Shooting Cancer Congress Highlights: ASCO 2026

Shooting Cancer

ASCO 2026: Molecular Testing as a Therapeutic Determinant

The 2026 American Society of Clinical Oncology Annual Meeting, held in Chicago from May 29 to June 2, convened more than 40,000 oncology professionals in what stands as one of the most clinically and translationally significant scientific gatherings in recent years. The results presented — drawn from phase 2 and 3 trials across highly diverse therapeutic areas — converge on an increasingly consolidated paradigm: molecular characterization of the tumor is not an ancillary diagnostic tool, but the indispensable prerequisite for access to next-generation therapies.

The following is a curated selection of highlights from the most clinically relevant presentations at ASCO 2026, covering key tumor types in which biomarker-driven therapeutic advances are reshaping standard of care.

....................

● Check your understanding:
a – In the ASCO 2026 overview, what supports the claim that molecular characterization of the tumor is the indispensable prerequisite for next-generation therapies? Answer in one to three sentences.
b – Translate this sentence from the ASCO 2026 overview into Spanish: "The following is a curated selection of highlights from the most clinically relevant presentations at ASCO 2026, covering key tumor types in which biomarker-driven therapeutic advances are reshaping standard of care."
c – Continue the overview of ASCO 2026 highlights from the point where it stops.

(Referring expression data)
....................

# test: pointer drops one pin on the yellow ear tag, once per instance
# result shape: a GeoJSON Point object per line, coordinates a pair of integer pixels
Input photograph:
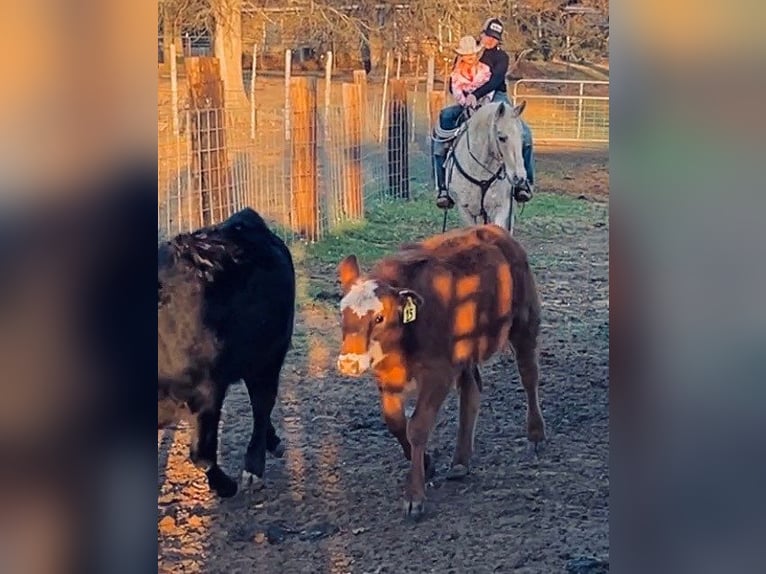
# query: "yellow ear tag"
{"type": "Point", "coordinates": [409, 313]}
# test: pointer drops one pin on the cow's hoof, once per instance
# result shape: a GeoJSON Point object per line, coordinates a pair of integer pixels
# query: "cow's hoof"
{"type": "Point", "coordinates": [428, 466]}
{"type": "Point", "coordinates": [278, 451]}
{"type": "Point", "coordinates": [457, 472]}
{"type": "Point", "coordinates": [251, 481]}
{"type": "Point", "coordinates": [221, 483]}
{"type": "Point", "coordinates": [414, 509]}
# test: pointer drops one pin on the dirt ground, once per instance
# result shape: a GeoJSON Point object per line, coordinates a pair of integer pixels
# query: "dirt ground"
{"type": "Point", "coordinates": [333, 504]}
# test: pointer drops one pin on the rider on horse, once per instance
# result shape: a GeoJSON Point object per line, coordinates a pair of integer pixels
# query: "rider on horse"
{"type": "Point", "coordinates": [473, 84]}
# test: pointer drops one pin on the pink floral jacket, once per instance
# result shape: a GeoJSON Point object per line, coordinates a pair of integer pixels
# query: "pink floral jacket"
{"type": "Point", "coordinates": [462, 84]}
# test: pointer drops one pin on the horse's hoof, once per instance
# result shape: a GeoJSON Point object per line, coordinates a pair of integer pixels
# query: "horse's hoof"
{"type": "Point", "coordinates": [251, 481]}
{"type": "Point", "coordinates": [278, 451]}
{"type": "Point", "coordinates": [220, 483]}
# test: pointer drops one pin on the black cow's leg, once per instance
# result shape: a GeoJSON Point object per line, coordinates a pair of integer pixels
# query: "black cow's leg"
{"type": "Point", "coordinates": [262, 388]}
{"type": "Point", "coordinates": [273, 442]}
{"type": "Point", "coordinates": [204, 448]}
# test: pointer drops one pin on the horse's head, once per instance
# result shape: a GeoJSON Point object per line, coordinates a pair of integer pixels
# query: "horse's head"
{"type": "Point", "coordinates": [506, 129]}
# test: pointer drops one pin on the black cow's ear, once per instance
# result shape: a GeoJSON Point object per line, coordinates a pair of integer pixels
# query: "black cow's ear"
{"type": "Point", "coordinates": [348, 272]}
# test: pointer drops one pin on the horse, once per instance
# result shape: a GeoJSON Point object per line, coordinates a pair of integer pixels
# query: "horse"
{"type": "Point", "coordinates": [485, 163]}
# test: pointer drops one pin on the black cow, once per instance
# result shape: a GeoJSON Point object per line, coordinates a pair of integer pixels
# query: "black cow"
{"type": "Point", "coordinates": [226, 308]}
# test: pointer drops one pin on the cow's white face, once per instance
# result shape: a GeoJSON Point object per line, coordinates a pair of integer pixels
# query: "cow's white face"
{"type": "Point", "coordinates": [371, 319]}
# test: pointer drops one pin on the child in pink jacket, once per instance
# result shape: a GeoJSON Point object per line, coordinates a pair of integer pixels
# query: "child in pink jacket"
{"type": "Point", "coordinates": [469, 73]}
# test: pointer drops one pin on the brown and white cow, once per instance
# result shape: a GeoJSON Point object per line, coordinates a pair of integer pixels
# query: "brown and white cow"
{"type": "Point", "coordinates": [424, 319]}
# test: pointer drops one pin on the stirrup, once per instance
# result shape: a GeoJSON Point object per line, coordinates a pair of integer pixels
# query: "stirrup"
{"type": "Point", "coordinates": [522, 192]}
{"type": "Point", "coordinates": [444, 201]}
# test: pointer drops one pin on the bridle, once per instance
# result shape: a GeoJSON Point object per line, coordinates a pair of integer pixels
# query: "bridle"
{"type": "Point", "coordinates": [494, 175]}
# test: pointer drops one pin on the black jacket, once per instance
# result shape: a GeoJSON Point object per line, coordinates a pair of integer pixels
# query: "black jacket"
{"type": "Point", "coordinates": [498, 61]}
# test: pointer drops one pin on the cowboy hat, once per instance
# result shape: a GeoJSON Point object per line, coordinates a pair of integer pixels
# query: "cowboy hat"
{"type": "Point", "coordinates": [468, 46]}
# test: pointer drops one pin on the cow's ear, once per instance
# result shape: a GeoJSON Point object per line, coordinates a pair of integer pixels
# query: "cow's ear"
{"type": "Point", "coordinates": [348, 272]}
{"type": "Point", "coordinates": [409, 302]}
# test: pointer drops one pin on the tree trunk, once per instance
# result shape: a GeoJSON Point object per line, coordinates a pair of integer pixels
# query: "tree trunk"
{"type": "Point", "coordinates": [228, 50]}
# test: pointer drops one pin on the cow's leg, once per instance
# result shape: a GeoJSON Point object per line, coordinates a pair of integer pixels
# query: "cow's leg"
{"type": "Point", "coordinates": [273, 442]}
{"type": "Point", "coordinates": [262, 388]}
{"type": "Point", "coordinates": [470, 398]}
{"type": "Point", "coordinates": [392, 406]}
{"type": "Point", "coordinates": [204, 447]}
{"type": "Point", "coordinates": [524, 341]}
{"type": "Point", "coordinates": [434, 389]}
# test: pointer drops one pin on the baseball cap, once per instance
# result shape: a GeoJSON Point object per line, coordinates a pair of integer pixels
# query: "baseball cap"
{"type": "Point", "coordinates": [493, 28]}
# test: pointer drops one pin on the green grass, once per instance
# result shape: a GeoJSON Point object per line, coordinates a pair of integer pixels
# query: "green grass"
{"type": "Point", "coordinates": [389, 223]}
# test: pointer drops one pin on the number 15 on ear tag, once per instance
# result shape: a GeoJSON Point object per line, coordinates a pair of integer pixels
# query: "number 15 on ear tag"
{"type": "Point", "coordinates": [409, 313]}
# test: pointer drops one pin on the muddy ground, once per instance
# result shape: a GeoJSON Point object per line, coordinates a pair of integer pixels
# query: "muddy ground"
{"type": "Point", "coordinates": [332, 504]}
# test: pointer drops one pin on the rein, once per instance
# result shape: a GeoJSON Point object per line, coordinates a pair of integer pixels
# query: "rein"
{"type": "Point", "coordinates": [484, 184]}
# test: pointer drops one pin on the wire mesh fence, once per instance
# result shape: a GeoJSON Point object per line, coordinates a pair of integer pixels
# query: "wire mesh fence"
{"type": "Point", "coordinates": [565, 110]}
{"type": "Point", "coordinates": [310, 159]}
{"type": "Point", "coordinates": [306, 170]}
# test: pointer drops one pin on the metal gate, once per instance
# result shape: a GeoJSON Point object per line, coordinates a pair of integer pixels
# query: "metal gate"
{"type": "Point", "coordinates": [565, 110]}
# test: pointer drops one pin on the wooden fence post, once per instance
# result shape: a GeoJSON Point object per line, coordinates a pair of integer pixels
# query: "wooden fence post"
{"type": "Point", "coordinates": [436, 102]}
{"type": "Point", "coordinates": [303, 124]}
{"type": "Point", "coordinates": [430, 81]}
{"type": "Point", "coordinates": [353, 201]}
{"type": "Point", "coordinates": [210, 177]}
{"type": "Point", "coordinates": [398, 142]}
{"type": "Point", "coordinates": [360, 77]}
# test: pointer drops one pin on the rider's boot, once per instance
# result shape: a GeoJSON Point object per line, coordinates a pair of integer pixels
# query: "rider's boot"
{"type": "Point", "coordinates": [522, 191]}
{"type": "Point", "coordinates": [443, 200]}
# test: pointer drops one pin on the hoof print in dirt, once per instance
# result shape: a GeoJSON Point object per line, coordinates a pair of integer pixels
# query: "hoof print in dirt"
{"type": "Point", "coordinates": [587, 565]}
{"type": "Point", "coordinates": [220, 483]}
{"type": "Point", "coordinates": [275, 534]}
{"type": "Point", "coordinates": [278, 451]}
{"type": "Point", "coordinates": [457, 472]}
{"type": "Point", "coordinates": [534, 450]}
{"type": "Point", "coordinates": [251, 482]}
{"type": "Point", "coordinates": [318, 531]}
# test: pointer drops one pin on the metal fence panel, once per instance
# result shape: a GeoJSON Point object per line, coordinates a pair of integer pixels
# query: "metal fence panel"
{"type": "Point", "coordinates": [565, 110]}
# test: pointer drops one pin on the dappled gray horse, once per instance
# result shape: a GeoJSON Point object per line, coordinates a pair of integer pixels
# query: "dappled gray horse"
{"type": "Point", "coordinates": [484, 164]}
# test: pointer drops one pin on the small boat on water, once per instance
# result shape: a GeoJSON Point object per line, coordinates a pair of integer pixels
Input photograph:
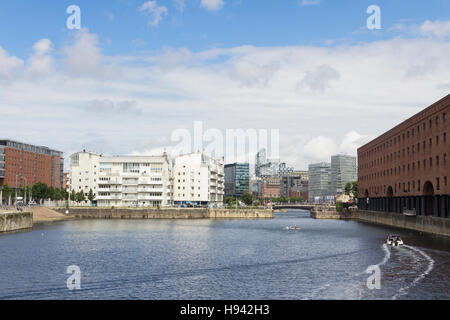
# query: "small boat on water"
{"type": "Point", "coordinates": [394, 240]}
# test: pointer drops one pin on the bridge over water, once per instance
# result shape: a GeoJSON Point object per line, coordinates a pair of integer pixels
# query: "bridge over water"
{"type": "Point", "coordinates": [294, 206]}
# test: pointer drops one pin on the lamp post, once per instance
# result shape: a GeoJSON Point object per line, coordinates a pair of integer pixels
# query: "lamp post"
{"type": "Point", "coordinates": [25, 191]}
{"type": "Point", "coordinates": [15, 197]}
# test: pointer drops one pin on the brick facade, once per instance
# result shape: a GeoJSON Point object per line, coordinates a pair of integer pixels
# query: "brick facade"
{"type": "Point", "coordinates": [25, 165]}
{"type": "Point", "coordinates": [408, 166]}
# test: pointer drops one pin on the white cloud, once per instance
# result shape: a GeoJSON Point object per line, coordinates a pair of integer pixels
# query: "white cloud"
{"type": "Point", "coordinates": [83, 56]}
{"type": "Point", "coordinates": [320, 149]}
{"type": "Point", "coordinates": [435, 29]}
{"type": "Point", "coordinates": [153, 94]}
{"type": "Point", "coordinates": [310, 2]}
{"type": "Point", "coordinates": [155, 12]}
{"type": "Point", "coordinates": [319, 80]}
{"type": "Point", "coordinates": [41, 63]}
{"type": "Point", "coordinates": [180, 5]}
{"type": "Point", "coordinates": [440, 29]}
{"type": "Point", "coordinates": [352, 141]}
{"type": "Point", "coordinates": [8, 65]}
{"type": "Point", "coordinates": [106, 106]}
{"type": "Point", "coordinates": [212, 5]}
{"type": "Point", "coordinates": [251, 74]}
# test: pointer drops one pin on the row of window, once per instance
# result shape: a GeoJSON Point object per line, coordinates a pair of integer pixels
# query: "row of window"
{"type": "Point", "coordinates": [409, 186]}
{"type": "Point", "coordinates": [407, 134]}
{"type": "Point", "coordinates": [427, 163]}
{"type": "Point", "coordinates": [406, 152]}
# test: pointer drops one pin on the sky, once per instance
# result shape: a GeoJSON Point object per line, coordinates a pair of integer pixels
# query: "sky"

....................

● Numbered responses:
a – The results presented at the meeting came from phase 2 and 3 trials across highly diverse therapeutic areas. They converge on this paradigm.

b – A continuación se presenta una selección cuidadosa de los aspectos más destacados de las presentaciones con mayor relevancia clínica en ASCO 2026, que abarca los principales tipos de tumor en los que los avances terapéuticos guiados por biomarcadores están transformando el tratamiento estándar.

c –
 

Gastrointestinal Cancers

1- RAS(ON) Inhibition Redefines Second-Line Pancreatic Cancer 

Tumor:  Metastatic Pancreatic Ductal Adenocarcinoma (mPDAC) — 2nd line

Therapy:  Daraxonrasib (RAS[ON] multi-selective inhibitor) vs. standard chemotherapy

Biomarker:  RAS mutation — pan-RAS activity (KRAS, NRAS, HRAS)

Testing:  Tumor molecular profiling — NGS or qPCR-based RAS mutation analysis

  • Phase 3 RASolute 302: daraxonrasib reduced risk of death by 60% vs chemotherapy (OS 13.2 vs 6.7 months).
  • Efficacy observed regardless of specific RAS variant, supporting comprehensive pan-RAS testing rather than variant-specific selection.
  • New standard of care for 2L mPDAC — broad RAS testing becomes clinically essential.

Wolpin BM, et al. Daraxonrasib vs chemotherapy in previously treated mPDAC: primary and final analysis from the phase 3 RASolute 302 study. Abstract LBA5. ASCO 2026; Chicago.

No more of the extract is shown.